• **EXTRACTED ENTRIES**
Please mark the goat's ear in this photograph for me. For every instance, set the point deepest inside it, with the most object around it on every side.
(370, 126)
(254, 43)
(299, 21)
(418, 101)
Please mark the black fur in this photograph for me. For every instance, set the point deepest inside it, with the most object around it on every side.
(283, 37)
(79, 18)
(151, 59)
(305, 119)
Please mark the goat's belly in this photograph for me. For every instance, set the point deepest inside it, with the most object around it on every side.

• **WRITTEN TASK**
Please copy every one of the records above word for word, with nothing changed.

• **SOLVED EXERCISE**
Please mark the goat's ear in this photograph for me. For every instance, set the point deepest inside it, with the most object around it on every side.
(370, 126)
(254, 43)
(299, 21)
(418, 101)
Please mark the black fur in this photograph for me. For every instance, set the point deepest inside it, with the most object around it on every side.
(283, 37)
(79, 18)
(151, 59)
(305, 119)
Please mark the goat's belly in this photograph for me. For every instance, set the point deepest inside it, with the most object around it on every side.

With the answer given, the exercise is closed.